### Data shown
════════════════════
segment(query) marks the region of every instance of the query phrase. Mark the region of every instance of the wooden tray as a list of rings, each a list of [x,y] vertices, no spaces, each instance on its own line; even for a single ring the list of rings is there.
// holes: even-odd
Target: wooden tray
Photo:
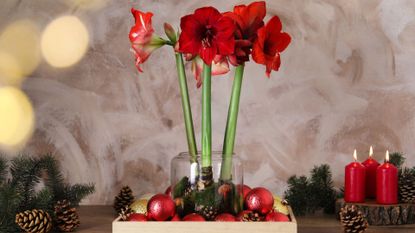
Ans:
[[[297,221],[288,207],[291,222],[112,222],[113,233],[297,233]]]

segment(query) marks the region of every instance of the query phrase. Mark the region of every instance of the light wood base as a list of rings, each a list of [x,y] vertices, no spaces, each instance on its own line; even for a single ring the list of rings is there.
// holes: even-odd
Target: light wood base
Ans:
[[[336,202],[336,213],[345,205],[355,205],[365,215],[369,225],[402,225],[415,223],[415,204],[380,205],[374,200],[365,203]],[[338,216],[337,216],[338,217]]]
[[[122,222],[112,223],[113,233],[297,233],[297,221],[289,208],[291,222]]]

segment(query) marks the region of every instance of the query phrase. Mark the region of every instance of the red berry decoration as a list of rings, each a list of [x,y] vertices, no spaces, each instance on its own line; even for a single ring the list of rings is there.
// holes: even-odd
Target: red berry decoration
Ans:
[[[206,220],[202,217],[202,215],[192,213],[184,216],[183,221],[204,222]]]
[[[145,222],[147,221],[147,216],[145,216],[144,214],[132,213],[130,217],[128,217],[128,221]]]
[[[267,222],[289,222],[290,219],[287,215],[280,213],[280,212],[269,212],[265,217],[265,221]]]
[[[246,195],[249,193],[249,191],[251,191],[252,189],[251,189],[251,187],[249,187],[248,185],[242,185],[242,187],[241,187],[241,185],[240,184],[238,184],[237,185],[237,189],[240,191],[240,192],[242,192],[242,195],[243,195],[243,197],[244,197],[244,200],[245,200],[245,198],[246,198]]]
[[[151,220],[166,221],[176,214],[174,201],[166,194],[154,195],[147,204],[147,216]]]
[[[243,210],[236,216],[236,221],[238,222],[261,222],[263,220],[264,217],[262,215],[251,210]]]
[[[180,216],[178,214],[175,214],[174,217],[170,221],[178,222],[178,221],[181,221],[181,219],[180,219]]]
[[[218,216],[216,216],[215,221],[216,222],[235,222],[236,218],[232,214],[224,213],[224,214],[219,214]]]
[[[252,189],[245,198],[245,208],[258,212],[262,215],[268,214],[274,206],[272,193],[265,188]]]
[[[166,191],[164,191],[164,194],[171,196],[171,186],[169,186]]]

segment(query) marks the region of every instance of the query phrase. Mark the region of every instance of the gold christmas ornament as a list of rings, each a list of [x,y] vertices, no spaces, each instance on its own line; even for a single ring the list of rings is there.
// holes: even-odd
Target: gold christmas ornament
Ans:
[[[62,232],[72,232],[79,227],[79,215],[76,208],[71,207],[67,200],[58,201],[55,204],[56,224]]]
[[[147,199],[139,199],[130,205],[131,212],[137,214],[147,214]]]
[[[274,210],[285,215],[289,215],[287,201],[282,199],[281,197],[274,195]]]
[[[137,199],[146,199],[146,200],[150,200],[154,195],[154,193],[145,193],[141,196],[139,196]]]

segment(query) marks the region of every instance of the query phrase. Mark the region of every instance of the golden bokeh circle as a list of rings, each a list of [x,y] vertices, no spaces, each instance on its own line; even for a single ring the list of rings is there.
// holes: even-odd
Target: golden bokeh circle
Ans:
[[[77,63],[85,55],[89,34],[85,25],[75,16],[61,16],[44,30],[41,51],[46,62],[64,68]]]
════════════════════
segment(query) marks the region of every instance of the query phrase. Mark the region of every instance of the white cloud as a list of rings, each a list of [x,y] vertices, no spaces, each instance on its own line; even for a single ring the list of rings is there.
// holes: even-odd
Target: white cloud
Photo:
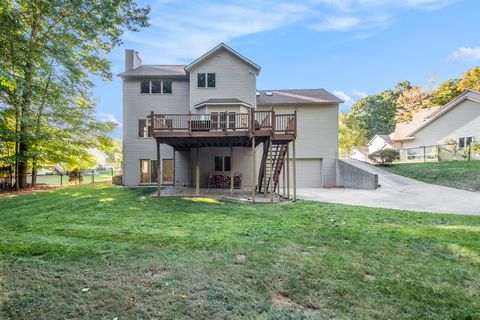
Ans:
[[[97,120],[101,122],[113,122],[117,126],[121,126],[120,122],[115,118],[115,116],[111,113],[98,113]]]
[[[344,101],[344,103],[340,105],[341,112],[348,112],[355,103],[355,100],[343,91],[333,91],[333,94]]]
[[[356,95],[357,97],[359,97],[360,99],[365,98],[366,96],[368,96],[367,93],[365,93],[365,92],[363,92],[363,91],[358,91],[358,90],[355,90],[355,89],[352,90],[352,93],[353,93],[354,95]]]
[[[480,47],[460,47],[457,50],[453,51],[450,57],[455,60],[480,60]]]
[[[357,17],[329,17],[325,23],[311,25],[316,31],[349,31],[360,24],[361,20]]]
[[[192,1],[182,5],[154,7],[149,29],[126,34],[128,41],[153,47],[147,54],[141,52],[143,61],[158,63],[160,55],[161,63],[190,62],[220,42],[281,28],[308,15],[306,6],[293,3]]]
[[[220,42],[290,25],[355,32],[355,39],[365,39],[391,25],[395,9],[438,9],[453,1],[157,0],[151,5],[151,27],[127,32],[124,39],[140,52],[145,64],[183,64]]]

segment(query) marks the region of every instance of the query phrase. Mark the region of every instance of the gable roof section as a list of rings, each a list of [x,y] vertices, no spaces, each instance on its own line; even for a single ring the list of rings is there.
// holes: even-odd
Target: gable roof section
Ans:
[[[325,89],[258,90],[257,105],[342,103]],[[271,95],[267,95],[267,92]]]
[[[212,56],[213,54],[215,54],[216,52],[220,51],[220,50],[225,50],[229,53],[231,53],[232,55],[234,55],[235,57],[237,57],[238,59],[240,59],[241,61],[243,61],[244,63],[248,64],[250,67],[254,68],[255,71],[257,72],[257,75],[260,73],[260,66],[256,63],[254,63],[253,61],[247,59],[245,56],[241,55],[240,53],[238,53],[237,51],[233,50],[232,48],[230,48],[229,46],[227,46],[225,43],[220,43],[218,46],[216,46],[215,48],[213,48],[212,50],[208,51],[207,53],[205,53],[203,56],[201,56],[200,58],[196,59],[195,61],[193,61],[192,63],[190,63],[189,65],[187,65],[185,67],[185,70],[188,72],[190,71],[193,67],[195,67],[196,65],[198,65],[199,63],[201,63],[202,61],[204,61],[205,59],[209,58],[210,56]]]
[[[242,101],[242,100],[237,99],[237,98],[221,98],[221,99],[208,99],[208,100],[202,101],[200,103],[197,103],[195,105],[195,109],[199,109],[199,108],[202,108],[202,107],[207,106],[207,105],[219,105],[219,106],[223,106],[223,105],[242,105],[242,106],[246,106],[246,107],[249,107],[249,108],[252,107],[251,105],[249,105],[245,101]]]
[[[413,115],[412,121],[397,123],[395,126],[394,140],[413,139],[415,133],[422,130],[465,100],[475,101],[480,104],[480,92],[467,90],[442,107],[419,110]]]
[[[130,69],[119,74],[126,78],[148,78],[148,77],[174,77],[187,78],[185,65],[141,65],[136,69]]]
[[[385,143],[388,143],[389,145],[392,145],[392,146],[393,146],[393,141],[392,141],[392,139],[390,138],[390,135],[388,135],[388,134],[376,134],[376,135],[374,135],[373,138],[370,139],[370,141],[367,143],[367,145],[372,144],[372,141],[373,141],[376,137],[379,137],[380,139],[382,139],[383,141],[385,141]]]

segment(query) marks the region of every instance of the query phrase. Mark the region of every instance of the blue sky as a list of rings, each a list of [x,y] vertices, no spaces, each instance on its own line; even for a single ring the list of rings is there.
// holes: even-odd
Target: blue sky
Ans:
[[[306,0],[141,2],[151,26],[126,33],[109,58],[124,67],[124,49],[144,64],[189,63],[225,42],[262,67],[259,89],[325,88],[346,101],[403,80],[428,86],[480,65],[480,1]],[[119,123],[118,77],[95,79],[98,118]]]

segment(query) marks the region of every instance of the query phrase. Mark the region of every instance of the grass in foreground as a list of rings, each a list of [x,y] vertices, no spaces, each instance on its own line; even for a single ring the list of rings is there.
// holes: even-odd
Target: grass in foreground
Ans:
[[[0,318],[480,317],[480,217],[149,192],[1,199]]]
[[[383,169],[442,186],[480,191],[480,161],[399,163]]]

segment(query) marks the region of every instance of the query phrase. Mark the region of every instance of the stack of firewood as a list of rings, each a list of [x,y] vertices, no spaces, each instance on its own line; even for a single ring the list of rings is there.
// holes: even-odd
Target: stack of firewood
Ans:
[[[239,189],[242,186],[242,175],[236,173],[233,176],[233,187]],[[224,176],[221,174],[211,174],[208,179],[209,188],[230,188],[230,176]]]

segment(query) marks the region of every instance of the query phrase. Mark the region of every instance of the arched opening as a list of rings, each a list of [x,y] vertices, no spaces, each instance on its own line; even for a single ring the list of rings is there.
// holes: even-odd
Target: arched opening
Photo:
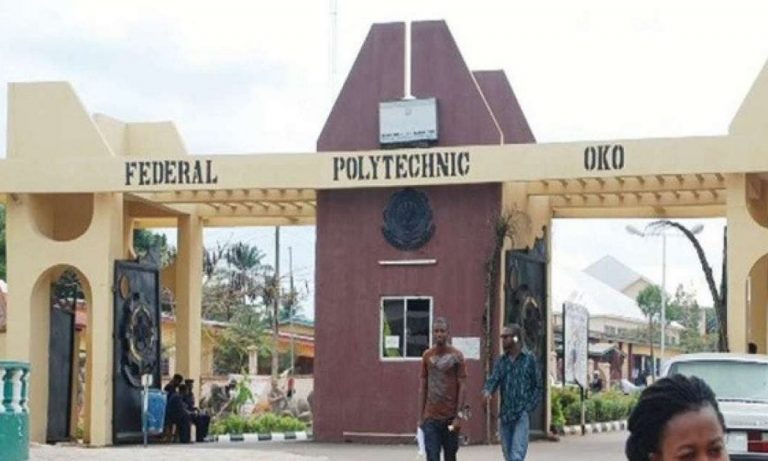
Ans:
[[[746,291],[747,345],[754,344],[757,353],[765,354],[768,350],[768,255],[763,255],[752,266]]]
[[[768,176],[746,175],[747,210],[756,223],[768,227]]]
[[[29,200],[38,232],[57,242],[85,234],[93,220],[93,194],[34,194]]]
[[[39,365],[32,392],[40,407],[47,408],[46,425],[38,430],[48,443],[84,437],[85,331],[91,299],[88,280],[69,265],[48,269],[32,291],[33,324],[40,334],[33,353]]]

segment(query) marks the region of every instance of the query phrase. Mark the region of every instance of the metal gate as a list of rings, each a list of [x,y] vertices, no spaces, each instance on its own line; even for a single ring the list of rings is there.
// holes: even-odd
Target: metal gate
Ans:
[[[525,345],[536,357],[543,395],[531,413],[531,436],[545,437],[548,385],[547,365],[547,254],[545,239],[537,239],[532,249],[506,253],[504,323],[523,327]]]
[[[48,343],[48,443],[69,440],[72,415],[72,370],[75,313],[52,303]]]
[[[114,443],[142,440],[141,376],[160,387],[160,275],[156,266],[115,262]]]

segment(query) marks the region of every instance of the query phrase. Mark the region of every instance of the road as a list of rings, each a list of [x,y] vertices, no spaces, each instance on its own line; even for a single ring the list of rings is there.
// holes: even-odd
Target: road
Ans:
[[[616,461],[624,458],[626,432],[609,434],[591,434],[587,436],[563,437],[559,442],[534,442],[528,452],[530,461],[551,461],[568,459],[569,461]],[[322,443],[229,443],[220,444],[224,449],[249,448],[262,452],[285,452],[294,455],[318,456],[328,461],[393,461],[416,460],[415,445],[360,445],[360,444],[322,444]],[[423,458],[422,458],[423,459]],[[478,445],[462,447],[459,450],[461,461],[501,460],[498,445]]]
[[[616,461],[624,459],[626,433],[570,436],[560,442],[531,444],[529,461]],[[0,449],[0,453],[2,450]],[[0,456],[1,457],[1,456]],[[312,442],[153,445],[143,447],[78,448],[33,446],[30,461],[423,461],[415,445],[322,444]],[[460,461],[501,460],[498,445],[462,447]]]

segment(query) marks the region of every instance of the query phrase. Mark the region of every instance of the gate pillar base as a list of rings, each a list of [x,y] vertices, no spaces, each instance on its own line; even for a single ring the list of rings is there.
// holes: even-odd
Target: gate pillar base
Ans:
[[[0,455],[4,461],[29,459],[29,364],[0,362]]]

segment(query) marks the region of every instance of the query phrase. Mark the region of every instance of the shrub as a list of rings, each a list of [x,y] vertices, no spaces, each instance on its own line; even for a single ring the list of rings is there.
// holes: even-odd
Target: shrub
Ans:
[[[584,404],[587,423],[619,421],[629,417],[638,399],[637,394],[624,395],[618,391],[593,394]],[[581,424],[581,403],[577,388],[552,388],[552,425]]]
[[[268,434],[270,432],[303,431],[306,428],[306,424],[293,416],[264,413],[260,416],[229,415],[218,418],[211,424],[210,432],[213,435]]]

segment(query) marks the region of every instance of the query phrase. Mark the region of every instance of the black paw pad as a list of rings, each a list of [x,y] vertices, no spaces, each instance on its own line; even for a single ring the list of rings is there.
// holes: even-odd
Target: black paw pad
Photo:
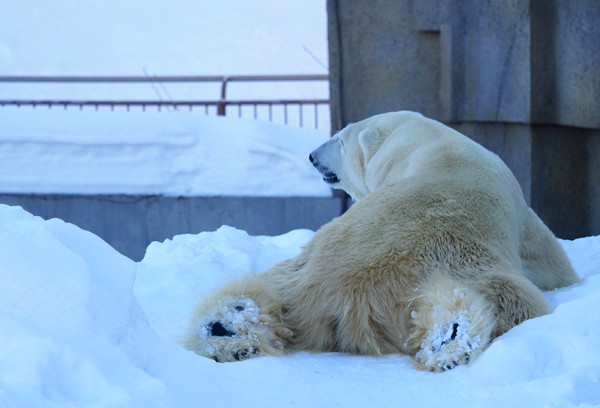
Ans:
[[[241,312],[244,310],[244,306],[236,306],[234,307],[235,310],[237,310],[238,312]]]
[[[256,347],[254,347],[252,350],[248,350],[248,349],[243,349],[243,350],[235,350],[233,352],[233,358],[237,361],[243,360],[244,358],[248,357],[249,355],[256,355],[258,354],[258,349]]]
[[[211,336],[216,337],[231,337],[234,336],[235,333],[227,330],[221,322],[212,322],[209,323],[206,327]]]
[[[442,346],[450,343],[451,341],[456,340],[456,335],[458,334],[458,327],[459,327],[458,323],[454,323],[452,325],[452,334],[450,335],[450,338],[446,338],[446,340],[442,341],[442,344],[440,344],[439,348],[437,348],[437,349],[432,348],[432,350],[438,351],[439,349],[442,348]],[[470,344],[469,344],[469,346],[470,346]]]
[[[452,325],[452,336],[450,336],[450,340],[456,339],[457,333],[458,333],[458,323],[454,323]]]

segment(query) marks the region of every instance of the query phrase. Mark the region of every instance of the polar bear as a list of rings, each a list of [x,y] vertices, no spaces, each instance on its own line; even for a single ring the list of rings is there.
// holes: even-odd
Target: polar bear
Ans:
════════════════════
### How to complete this task
The answer must be every line from the records above that contains the word "white", copied in full.

### Answer space
segment(query) marks the region of every instance of the query phrase. Mark the region of every instance of the white cloud as a list of rings, each a list of [x,y] vertices, no spaces, each instance on its own line; even for a single ring the list of rings is there.
Target: white cloud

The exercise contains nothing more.